**Task to carry out**: Render everything from the line containing "of the salmon" down to the end of the entries below as a JSON list of strings, one string per line, with blank lines left out.

**Data shown**:

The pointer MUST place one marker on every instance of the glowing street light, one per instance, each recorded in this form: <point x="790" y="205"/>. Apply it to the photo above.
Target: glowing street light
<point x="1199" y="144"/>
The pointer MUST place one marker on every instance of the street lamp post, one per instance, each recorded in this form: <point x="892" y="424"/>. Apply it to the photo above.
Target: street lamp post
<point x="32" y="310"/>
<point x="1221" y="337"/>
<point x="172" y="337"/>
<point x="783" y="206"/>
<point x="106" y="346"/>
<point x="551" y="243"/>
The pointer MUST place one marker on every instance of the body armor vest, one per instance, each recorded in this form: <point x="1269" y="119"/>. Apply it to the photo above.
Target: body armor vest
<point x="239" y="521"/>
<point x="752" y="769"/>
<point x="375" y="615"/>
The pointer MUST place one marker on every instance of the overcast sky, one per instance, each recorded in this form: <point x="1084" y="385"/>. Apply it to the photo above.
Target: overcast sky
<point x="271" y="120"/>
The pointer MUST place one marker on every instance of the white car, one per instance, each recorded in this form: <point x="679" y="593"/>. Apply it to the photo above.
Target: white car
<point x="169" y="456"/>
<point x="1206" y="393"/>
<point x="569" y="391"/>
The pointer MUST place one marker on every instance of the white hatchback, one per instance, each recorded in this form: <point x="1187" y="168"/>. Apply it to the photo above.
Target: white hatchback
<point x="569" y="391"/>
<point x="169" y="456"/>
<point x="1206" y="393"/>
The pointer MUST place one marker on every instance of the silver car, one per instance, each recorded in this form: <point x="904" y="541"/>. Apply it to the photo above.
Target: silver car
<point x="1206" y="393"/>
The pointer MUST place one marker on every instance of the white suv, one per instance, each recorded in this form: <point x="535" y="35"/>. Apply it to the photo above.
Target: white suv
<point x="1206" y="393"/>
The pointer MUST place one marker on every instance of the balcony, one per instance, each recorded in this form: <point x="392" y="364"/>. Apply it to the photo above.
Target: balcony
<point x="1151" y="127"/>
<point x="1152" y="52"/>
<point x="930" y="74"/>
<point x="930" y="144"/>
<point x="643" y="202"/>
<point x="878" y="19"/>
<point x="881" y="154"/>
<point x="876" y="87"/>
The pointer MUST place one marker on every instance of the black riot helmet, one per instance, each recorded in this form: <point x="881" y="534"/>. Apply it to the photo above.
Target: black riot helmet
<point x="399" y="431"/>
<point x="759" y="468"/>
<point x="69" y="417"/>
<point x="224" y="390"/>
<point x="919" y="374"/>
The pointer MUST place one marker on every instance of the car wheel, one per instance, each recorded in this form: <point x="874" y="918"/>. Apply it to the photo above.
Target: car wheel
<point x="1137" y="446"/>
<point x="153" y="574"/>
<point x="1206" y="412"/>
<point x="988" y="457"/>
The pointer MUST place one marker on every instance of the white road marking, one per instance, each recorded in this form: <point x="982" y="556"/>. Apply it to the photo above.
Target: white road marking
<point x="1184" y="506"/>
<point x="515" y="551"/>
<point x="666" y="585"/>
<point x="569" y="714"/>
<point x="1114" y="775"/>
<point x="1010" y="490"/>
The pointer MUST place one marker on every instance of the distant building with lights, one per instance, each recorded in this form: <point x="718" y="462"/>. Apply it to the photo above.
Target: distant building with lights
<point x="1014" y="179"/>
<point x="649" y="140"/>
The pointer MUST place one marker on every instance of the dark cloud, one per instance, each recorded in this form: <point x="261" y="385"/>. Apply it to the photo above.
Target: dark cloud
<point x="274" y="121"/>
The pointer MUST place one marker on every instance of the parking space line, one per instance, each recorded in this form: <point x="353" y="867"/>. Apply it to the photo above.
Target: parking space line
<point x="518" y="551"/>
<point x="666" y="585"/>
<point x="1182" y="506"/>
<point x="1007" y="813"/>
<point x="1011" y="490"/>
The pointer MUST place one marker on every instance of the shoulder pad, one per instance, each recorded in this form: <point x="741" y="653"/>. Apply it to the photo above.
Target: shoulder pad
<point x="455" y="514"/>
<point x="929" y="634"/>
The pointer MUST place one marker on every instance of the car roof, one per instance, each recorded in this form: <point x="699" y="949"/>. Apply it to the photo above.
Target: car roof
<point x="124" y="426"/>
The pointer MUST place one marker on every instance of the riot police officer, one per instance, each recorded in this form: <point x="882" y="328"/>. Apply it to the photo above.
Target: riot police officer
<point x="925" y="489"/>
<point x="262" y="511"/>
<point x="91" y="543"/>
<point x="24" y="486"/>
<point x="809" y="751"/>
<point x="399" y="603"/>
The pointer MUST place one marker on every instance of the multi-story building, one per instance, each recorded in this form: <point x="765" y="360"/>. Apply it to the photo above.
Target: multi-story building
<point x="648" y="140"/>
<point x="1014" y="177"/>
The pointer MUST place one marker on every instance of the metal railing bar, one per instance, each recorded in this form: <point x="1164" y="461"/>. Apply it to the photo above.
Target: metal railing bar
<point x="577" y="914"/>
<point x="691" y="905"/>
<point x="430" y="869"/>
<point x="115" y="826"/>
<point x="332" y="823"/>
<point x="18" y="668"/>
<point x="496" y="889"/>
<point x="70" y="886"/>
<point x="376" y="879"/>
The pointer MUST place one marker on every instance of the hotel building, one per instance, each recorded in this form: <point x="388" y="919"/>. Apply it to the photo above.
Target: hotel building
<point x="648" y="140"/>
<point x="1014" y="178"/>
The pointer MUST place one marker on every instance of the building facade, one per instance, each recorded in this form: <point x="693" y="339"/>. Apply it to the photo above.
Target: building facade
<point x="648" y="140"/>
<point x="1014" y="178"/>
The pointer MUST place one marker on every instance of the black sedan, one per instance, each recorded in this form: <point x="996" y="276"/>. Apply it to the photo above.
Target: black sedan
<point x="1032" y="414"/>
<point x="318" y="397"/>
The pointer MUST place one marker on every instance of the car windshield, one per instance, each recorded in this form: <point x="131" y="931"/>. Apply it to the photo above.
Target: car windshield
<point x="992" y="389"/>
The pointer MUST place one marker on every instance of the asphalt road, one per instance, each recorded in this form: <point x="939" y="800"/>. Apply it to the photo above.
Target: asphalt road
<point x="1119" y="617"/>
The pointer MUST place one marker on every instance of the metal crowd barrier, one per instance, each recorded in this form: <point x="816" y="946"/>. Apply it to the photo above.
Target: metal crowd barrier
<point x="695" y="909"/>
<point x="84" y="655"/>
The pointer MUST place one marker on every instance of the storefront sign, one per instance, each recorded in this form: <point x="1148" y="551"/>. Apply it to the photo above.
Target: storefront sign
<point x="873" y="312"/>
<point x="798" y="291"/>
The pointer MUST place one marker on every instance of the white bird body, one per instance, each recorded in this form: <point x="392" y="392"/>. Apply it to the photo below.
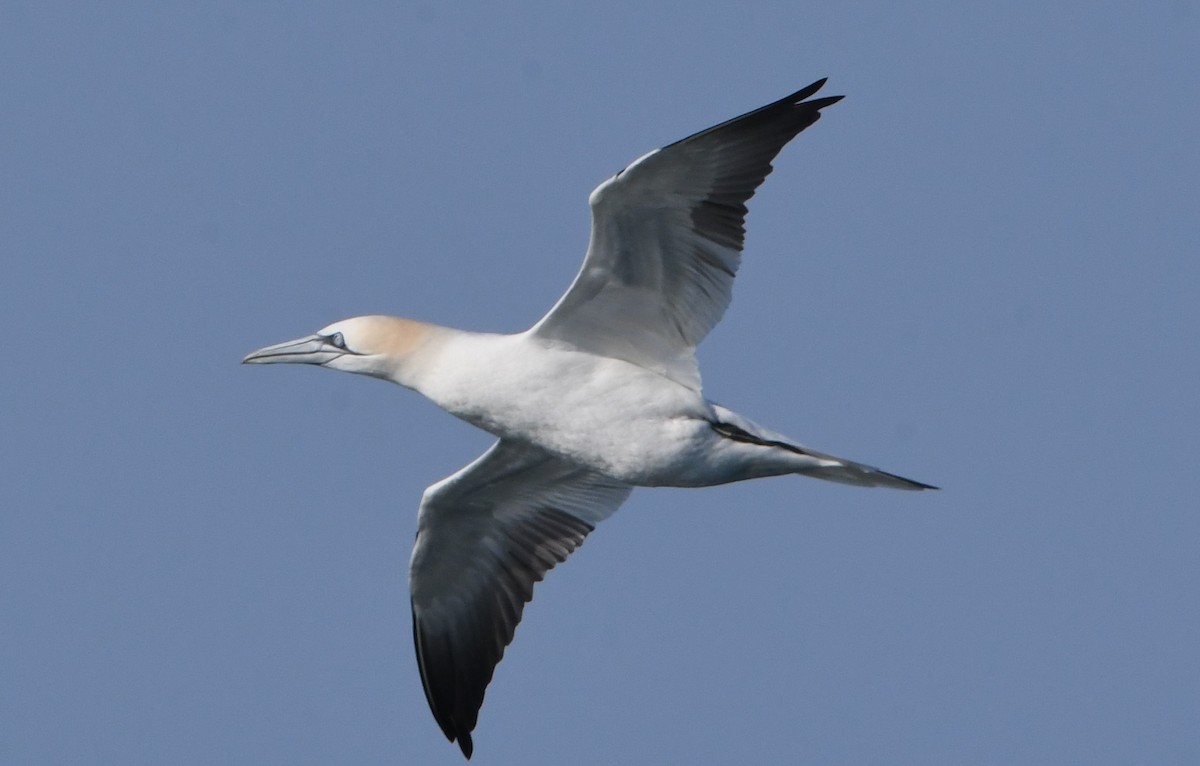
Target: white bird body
<point x="599" y="396"/>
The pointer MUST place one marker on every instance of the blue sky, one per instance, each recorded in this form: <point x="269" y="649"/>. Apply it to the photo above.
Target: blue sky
<point x="978" y="270"/>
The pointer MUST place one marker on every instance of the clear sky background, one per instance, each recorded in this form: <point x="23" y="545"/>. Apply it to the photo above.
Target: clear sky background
<point x="979" y="270"/>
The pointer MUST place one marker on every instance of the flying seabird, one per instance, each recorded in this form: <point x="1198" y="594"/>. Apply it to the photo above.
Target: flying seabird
<point x="599" y="396"/>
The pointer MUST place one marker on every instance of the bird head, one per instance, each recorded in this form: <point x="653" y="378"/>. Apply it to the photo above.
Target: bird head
<point x="372" y="345"/>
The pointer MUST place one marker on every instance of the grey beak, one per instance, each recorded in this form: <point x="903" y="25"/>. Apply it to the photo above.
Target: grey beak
<point x="311" y="349"/>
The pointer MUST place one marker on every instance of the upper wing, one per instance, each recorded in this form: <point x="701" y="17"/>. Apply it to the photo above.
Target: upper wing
<point x="484" y="537"/>
<point x="666" y="240"/>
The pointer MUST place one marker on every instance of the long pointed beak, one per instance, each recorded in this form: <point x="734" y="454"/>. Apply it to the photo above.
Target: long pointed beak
<point x="311" y="349"/>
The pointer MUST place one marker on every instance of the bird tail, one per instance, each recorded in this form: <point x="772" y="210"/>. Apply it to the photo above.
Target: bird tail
<point x="810" y="462"/>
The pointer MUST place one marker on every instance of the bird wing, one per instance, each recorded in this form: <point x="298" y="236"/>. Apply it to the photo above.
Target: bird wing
<point x="484" y="537"/>
<point x="666" y="241"/>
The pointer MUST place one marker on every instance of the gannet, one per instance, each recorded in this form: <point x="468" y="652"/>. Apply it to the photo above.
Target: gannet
<point x="599" y="396"/>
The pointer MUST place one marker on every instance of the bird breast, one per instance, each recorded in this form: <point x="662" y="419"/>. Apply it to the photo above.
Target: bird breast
<point x="623" y="420"/>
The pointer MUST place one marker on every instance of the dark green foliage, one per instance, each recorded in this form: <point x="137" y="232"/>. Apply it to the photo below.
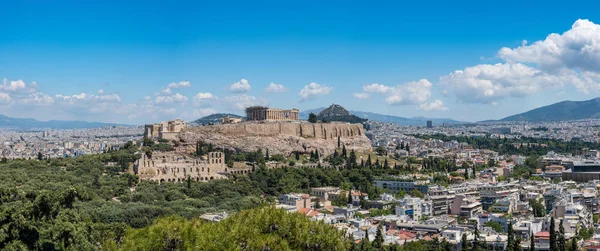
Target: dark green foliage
<point x="521" y="146"/>
<point x="258" y="229"/>
<point x="553" y="246"/>
<point x="562" y="243"/>
<point x="312" y="118"/>
<point x="378" y="242"/>
<point x="494" y="225"/>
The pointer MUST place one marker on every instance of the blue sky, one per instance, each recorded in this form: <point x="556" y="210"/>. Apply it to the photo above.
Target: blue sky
<point x="113" y="61"/>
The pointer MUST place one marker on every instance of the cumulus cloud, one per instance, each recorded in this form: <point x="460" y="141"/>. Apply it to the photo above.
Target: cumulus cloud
<point x="182" y="84"/>
<point x="240" y="102"/>
<point x="203" y="98"/>
<point x="376" y="88"/>
<point x="577" y="48"/>
<point x="488" y="83"/>
<point x="203" y="112"/>
<point x="18" y="86"/>
<point x="239" y="87"/>
<point x="175" y="98"/>
<point x="272" y="88"/>
<point x="411" y="93"/>
<point x="5" y="98"/>
<point x="313" y="90"/>
<point x="38" y="98"/>
<point x="436" y="105"/>
<point x="361" y="95"/>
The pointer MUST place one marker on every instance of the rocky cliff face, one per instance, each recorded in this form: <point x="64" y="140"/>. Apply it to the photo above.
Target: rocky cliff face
<point x="280" y="137"/>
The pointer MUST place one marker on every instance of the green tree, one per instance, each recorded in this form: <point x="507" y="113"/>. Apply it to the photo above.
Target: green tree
<point x="553" y="246"/>
<point x="573" y="246"/>
<point x="562" y="245"/>
<point x="510" y="241"/>
<point x="378" y="242"/>
<point x="416" y="193"/>
<point x="312" y="118"/>
<point x="531" y="241"/>
<point x="494" y="225"/>
<point x="476" y="237"/>
<point x="463" y="241"/>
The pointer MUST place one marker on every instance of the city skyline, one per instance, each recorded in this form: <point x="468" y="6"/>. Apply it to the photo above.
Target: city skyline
<point x="124" y="63"/>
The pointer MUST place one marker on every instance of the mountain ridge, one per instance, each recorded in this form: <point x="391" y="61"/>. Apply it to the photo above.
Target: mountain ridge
<point x="560" y="111"/>
<point x="30" y="123"/>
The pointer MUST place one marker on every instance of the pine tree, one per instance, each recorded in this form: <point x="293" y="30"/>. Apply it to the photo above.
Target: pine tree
<point x="378" y="242"/>
<point x="365" y="244"/>
<point x="553" y="246"/>
<point x="517" y="246"/>
<point x="475" y="246"/>
<point x="463" y="241"/>
<point x="349" y="197"/>
<point x="510" y="241"/>
<point x="562" y="245"/>
<point x="574" y="246"/>
<point x="531" y="242"/>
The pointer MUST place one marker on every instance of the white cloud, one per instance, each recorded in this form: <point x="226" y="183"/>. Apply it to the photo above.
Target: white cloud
<point x="242" y="86"/>
<point x="272" y="88"/>
<point x="18" y="86"/>
<point x="577" y="48"/>
<point x="38" y="98"/>
<point x="240" y="102"/>
<point x="488" y="83"/>
<point x="182" y="84"/>
<point x="203" y="112"/>
<point x="313" y="90"/>
<point x="175" y="98"/>
<point x="5" y="98"/>
<point x="361" y="95"/>
<point x="376" y="88"/>
<point x="411" y="93"/>
<point x="436" y="105"/>
<point x="203" y="98"/>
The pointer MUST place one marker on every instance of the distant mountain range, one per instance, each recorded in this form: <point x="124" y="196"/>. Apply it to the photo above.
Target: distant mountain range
<point x="415" y="121"/>
<point x="561" y="111"/>
<point x="214" y="118"/>
<point x="27" y="123"/>
<point x="338" y="113"/>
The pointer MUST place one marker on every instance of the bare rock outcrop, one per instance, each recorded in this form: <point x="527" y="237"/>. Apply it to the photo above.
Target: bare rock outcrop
<point x="279" y="137"/>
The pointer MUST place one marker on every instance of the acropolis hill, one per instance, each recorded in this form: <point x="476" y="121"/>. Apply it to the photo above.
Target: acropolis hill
<point x="280" y="137"/>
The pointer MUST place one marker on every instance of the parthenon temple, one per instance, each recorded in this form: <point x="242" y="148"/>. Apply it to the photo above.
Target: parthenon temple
<point x="256" y="113"/>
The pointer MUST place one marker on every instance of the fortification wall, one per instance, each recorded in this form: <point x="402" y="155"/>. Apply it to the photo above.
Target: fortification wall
<point x="280" y="137"/>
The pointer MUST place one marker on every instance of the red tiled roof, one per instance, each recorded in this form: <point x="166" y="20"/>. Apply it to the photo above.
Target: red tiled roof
<point x="542" y="235"/>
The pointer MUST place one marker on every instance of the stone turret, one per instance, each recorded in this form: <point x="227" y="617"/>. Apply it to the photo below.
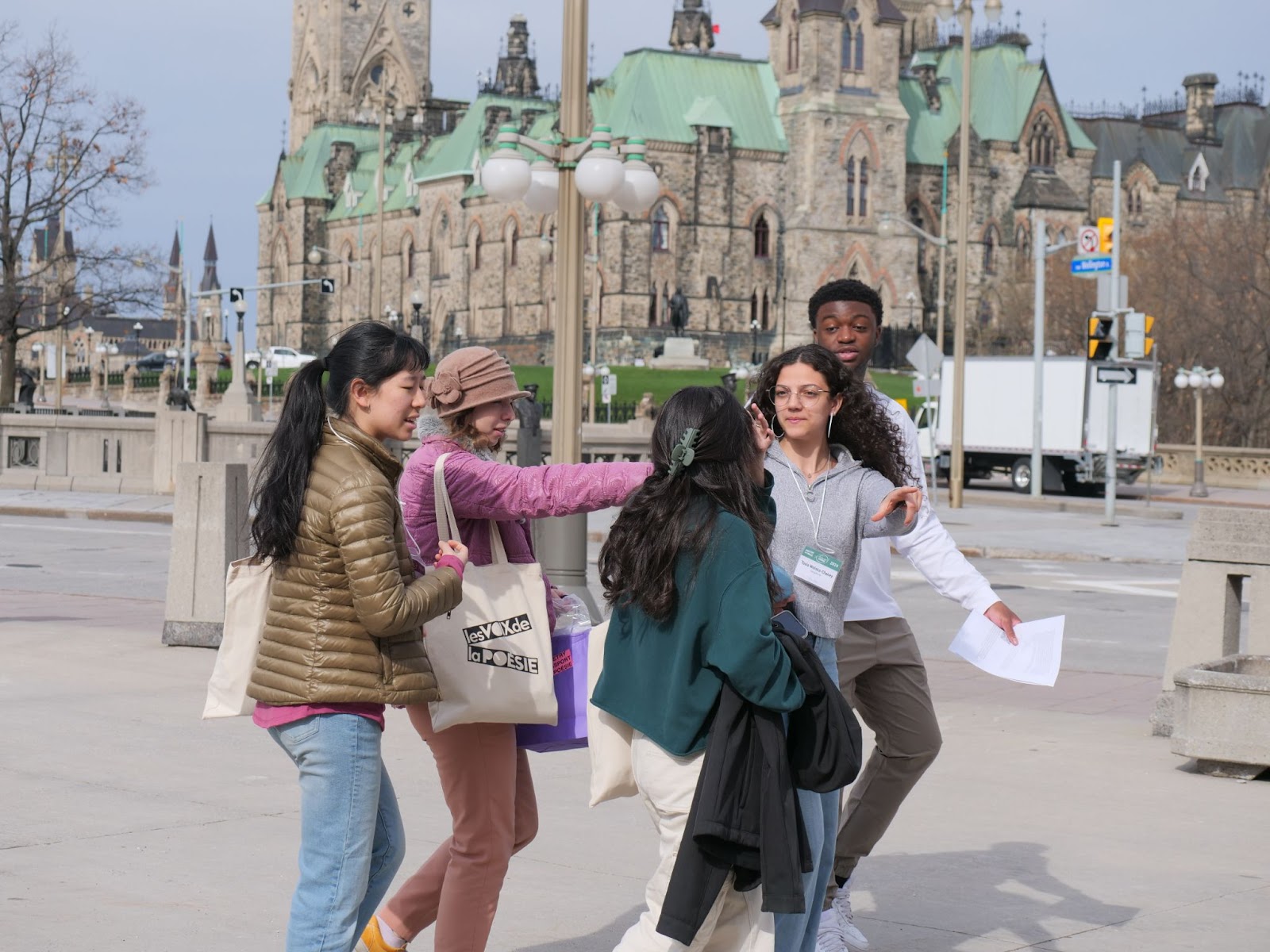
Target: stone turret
<point x="1200" y="108"/>
<point x="518" y="70"/>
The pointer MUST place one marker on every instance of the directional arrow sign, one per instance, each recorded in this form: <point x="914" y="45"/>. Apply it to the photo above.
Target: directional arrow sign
<point x="1118" y="374"/>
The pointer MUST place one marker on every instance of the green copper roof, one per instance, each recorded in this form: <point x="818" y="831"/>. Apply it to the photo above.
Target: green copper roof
<point x="1003" y="86"/>
<point x="660" y="94"/>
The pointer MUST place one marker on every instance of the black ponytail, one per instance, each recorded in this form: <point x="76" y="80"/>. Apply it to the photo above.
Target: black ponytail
<point x="370" y="352"/>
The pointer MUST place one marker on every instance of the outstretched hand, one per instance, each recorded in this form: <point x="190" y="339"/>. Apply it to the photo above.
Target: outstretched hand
<point x="907" y="497"/>
<point x="764" y="440"/>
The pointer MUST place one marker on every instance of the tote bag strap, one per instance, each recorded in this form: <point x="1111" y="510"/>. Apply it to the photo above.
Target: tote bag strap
<point x="448" y="524"/>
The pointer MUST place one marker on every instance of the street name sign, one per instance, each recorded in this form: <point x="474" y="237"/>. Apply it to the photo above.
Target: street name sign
<point x="1118" y="374"/>
<point x="1090" y="266"/>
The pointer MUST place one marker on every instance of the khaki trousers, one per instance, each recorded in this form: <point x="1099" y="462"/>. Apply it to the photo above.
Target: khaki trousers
<point x="882" y="674"/>
<point x="736" y="922"/>
<point x="489" y="791"/>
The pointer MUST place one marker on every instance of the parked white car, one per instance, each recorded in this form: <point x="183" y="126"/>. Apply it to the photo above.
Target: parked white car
<point x="281" y="357"/>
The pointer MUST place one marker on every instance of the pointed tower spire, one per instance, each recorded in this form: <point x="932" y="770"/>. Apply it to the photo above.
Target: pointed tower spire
<point x="210" y="282"/>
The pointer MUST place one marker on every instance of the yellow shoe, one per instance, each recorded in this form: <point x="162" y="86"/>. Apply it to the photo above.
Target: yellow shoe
<point x="372" y="941"/>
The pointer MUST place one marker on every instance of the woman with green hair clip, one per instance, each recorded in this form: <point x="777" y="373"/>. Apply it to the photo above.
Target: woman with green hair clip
<point x="687" y="574"/>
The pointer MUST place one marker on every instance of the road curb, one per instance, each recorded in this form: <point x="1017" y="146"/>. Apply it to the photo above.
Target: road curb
<point x="1032" y="555"/>
<point x="97" y="514"/>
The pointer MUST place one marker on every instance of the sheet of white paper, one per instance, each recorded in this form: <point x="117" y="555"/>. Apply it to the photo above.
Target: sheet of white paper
<point x="1034" y="660"/>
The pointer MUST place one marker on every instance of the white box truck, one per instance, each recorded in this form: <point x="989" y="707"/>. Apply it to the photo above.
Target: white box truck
<point x="997" y="435"/>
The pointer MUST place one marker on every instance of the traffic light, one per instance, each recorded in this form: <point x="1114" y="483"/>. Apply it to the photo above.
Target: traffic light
<point x="1106" y="232"/>
<point x="1102" y="336"/>
<point x="1138" y="342"/>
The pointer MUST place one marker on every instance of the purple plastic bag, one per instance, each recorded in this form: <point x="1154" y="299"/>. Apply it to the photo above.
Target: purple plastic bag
<point x="569" y="664"/>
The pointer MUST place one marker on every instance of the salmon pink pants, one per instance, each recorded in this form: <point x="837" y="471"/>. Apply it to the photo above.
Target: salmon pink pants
<point x="489" y="791"/>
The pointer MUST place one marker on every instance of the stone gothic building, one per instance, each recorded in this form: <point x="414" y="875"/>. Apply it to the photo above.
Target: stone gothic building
<point x="774" y="177"/>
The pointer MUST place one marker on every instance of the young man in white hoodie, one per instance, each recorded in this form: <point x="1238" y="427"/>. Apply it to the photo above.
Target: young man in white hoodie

**Exercise response**:
[
  "The pointer MUST place one marker on every instance of the salmon pink pants, one per instance, each recorded in this form: <point x=\"837\" y=\"471\"/>. Apply it to the photo above.",
  "Target: salmon pink pants",
  "<point x=\"489\" y=\"791\"/>",
  "The pointer MUST place one marker on every instance of the stone gothic building, one per instance, each recorded in this form: <point x=\"414\" y=\"875\"/>. Apply it to the photo above.",
  "Target: stone gothic building",
  "<point x=\"774\" y=\"177\"/>",
  "The pointer MUST place one marker on every instance of the young man in white hoodie, one per instance, each recorded in this form: <point x=\"1238\" y=\"427\"/>. Apply it to the photo above.",
  "Target: young man in white hoodie"
]